Wednesday 15 August 2012

The First Post - Why and How it all Began

My fellow student-teachers and I, undergoing training at the National Institute of Education, are required to keep an online portfolio to track our progress and (almost) spiritual development throughout our training phase until we become trained. I guess this blog helps me keep track of my thoughts and reflections, and to keep me in check.

I know many seniors (trained teachers now) have kept marvelous personal blogs to document their own reflections during training, and have continued to keep them even after they've started work. I doubt my ability to command such high levels of discipline, and simply wish to keep it for as long as I can.

It's been a long and (relatively) arduous journey of 16 years (+2 for NS) to get myself educated both academically and spiritually. All this while, I've known that I haven't thought of doing anything else apart from joining the Education Service when I qualify. It might have all started as a baseless dream, or aspiration as some like to call it. But eventually it became almost like reality, like something I've spent my life working towards. Today, I finished my degree, I qualify for NIE and I am appointed to service. It's almost like a dream come true! But therein lies everything that I never knew about the teaching profession; the difficulties behind it, the training and demands required of a teacher; the changing landscapes of Singapore's education system and the many new initiatives which were rolled out only in the recent few years which made things very different from when I was in school even though I've only graduated less than a decade ago.

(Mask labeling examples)
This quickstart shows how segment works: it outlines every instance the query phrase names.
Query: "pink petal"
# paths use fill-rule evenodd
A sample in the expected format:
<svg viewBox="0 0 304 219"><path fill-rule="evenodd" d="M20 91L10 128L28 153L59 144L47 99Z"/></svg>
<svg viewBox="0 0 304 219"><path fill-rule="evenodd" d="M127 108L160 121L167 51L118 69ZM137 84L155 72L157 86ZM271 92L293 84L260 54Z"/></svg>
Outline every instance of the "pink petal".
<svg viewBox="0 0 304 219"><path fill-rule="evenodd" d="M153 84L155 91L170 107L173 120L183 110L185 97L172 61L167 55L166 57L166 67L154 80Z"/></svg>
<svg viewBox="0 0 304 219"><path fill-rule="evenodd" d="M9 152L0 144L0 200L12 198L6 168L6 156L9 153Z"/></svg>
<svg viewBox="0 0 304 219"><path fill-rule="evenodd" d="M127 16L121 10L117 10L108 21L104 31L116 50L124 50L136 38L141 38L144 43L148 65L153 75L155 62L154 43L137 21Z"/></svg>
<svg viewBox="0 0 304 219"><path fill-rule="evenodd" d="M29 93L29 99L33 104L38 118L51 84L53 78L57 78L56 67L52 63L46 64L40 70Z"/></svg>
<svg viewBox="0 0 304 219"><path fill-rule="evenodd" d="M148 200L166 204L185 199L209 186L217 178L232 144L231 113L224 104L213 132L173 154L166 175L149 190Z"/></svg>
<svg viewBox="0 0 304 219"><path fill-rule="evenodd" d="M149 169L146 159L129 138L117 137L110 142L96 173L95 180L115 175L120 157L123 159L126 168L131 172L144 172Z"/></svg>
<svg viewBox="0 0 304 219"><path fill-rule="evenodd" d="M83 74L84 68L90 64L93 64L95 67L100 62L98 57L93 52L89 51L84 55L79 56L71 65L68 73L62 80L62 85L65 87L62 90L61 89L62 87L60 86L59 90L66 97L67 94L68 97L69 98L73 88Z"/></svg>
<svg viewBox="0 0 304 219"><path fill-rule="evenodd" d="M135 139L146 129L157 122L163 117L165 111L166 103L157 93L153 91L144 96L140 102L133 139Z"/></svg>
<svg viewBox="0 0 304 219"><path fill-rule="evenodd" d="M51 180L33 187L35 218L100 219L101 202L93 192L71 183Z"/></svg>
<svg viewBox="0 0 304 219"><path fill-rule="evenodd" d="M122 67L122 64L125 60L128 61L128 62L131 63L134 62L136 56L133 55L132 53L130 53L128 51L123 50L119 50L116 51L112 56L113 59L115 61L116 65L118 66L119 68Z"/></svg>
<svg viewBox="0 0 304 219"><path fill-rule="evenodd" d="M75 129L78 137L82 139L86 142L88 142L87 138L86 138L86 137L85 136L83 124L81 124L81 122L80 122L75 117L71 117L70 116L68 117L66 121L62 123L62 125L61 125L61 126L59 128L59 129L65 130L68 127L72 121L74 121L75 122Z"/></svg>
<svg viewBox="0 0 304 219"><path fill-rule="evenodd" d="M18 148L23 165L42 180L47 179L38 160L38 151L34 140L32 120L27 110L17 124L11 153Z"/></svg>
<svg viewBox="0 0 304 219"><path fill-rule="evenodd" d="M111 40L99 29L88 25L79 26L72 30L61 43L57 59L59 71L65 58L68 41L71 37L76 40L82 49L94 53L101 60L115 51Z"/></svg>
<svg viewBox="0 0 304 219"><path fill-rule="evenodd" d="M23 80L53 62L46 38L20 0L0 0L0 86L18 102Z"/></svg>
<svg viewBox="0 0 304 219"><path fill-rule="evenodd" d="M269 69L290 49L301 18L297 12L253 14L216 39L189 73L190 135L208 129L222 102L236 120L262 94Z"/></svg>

**Task 1**
From the blog post above, extract the passage that opens with the words containing "I know many" and closes with "long as I can.", copied word for word.
**Task 2**
Copy the listing verbatim, starting at its first line and ending with the line containing "152L0 144L0 200L12", including both of those lines.

**Finished answer 1**
I know many seniors (trained teachers now) have kept marvelous personal blogs to document their own reflections during training, and have continued to keep them even after they've started work. I doubt my ability to command such high levels of discipline, and simply wish to keep it for as long as I can.

**Finished answer 2**
This quickstart shows how segment works: it outlines every instance the query phrase names.
Query: "pink petal"
# paths use fill-rule evenodd
A sample in the expected format:
<svg viewBox="0 0 304 219"><path fill-rule="evenodd" d="M20 91L10 128L28 153L59 144L47 99Z"/></svg>
<svg viewBox="0 0 304 219"><path fill-rule="evenodd" d="M127 108L160 121L167 51L118 69ZM137 84L155 72L157 86ZM271 92L293 84L260 54Z"/></svg>
Outline every instance of the "pink petal".
<svg viewBox="0 0 304 219"><path fill-rule="evenodd" d="M153 84L155 91L170 107L173 120L183 110L185 97L172 61L167 55L166 57L166 67L154 80Z"/></svg>
<svg viewBox="0 0 304 219"><path fill-rule="evenodd" d="M9 152L0 144L0 200L12 198L6 168L6 156L9 153Z"/></svg>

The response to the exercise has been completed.